What is required »
Each record is to be written out exactly as it appears.

(Records from a data source)
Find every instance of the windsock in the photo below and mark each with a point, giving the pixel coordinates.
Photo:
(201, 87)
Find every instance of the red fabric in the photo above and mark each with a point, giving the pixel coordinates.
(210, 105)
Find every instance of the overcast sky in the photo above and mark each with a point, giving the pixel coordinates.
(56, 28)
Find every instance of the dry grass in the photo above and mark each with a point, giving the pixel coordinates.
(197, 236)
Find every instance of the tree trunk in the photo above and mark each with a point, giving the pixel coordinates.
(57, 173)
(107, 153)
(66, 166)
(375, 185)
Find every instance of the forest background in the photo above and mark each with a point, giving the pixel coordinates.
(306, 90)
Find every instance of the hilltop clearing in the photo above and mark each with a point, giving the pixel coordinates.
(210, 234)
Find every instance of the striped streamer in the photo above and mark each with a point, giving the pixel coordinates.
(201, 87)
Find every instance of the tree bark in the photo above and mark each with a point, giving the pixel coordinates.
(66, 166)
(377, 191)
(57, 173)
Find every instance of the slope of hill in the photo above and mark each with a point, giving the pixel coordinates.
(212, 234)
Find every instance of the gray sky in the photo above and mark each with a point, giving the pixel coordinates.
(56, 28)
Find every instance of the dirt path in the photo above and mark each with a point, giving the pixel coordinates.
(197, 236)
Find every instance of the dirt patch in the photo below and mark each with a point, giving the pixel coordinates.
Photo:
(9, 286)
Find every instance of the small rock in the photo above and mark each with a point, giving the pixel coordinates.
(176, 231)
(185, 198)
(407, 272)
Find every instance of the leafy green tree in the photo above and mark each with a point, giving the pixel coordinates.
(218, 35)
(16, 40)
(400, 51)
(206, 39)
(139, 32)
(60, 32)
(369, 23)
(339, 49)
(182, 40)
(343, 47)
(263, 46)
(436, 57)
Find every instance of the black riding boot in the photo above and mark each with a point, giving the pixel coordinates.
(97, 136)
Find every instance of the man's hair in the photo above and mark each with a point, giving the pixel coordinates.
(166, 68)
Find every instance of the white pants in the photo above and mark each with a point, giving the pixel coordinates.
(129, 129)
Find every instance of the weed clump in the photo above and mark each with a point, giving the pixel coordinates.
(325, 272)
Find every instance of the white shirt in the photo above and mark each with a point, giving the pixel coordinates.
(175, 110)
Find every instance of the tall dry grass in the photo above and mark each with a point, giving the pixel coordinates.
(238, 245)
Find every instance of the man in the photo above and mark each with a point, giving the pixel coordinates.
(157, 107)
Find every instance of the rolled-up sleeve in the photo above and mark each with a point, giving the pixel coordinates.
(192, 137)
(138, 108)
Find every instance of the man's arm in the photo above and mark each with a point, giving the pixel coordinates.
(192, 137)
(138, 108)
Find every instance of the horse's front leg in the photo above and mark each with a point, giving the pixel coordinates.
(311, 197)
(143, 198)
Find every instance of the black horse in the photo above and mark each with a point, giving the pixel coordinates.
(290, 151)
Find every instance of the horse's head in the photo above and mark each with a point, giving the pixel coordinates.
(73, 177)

Expected answer »
Find every instance of the windsock in the photo below and mark each with a point, giving the pixel coordinates.
Photo:
(201, 87)
Find every instance of the red fabric in the photo above and mark each with a point, giving the pixel coordinates.
(210, 105)
Find every instance of the overcast sky in the photo above and mark each with a point, giving the pixel coordinates.
(56, 28)
Find every instance of the dry grass in the photo above and mark each with a point, giving the pixel coordinates.
(197, 236)
Find every instance of the tree trunk in the photo above and mark each with a point, giving the pixel coordinates.
(57, 173)
(107, 153)
(66, 166)
(375, 185)
Find every instance of the forest background in the photo above and mark each with a point, giving the pixel coordinates.
(306, 90)
Find every instance of the hilltop clearing in the photo above and mark each with a point, giving the pixel coordinates.
(210, 234)
Find every instance of the striped streamer in the photo above and mark each with a point, giving the pixel coordinates.
(201, 87)
Find every instance of the tree bark in the photo above and mark each with a point, giving the pixel coordinates.
(66, 166)
(377, 191)
(57, 173)
Find every instance of the slope of hill in the photo above and mark each with a point, giving the pixel coordinates.
(212, 234)
Find every instance of the gray sky in the photo above and mark each with a point, giving the pixel coordinates.
(56, 28)
Find every instance of the dirt path in the photo above and mark each with a point, giving the pixel coordinates.
(197, 236)
Find every instance of the dirt patch in the photo below and mark each with a point, giving the pixel coordinates.
Photo:
(9, 286)
Find every instance of the small rock in the photo above and mark each with a point, giving the pixel coordinates.
(176, 231)
(185, 198)
(407, 272)
Find every instance of the leafy green tree in the photo above and mark each with a point, giving the pixel coordinates.
(218, 35)
(16, 40)
(400, 51)
(206, 39)
(139, 32)
(60, 32)
(369, 23)
(339, 49)
(182, 40)
(343, 47)
(263, 46)
(436, 57)
Find every instance of the black riding boot in the photo above and mark each with a point, giving the pixel coordinates.
(97, 136)
Find every instance of the man's hair in the photo above and mark each with a point, giving the pixel coordinates.
(166, 68)
Find every instance of the white pants in the photo above and mark each with a point, giving the pixel coordinates.
(129, 129)
Find every instance of the weed clump in the photo above and mark each with a point, giving the pixel coordinates.
(325, 272)
Find every instance of the white shirt in the photo above and mark each with a point, giving the pixel coordinates.
(175, 110)
Find every instance of the tall dry grass in the photo above and mark each with a point, giving the pixel coordinates.
(238, 245)
Find every instance of the man in the photo above and mark each with a point, giving the pixel coordinates.
(157, 107)
Find every instance of the rolled-up sleeve in the photo above and mark each with a point, giving the pixel coordinates.
(192, 137)
(138, 108)
Find every instance of the man's arm in the photo above and mark each with a point, giving the pixel coordinates.
(192, 137)
(138, 108)
Find every instance of the horse's front leg in the photo above and mark each with a point, giving the pixel coordinates.
(311, 197)
(143, 198)
Find every instance of the black horse in the photo above and mark each with a point, giving the pixel coordinates.
(290, 151)
Find every instance of the horse's head in the photo above and mark each with a point, giving the pixel coordinates.
(73, 177)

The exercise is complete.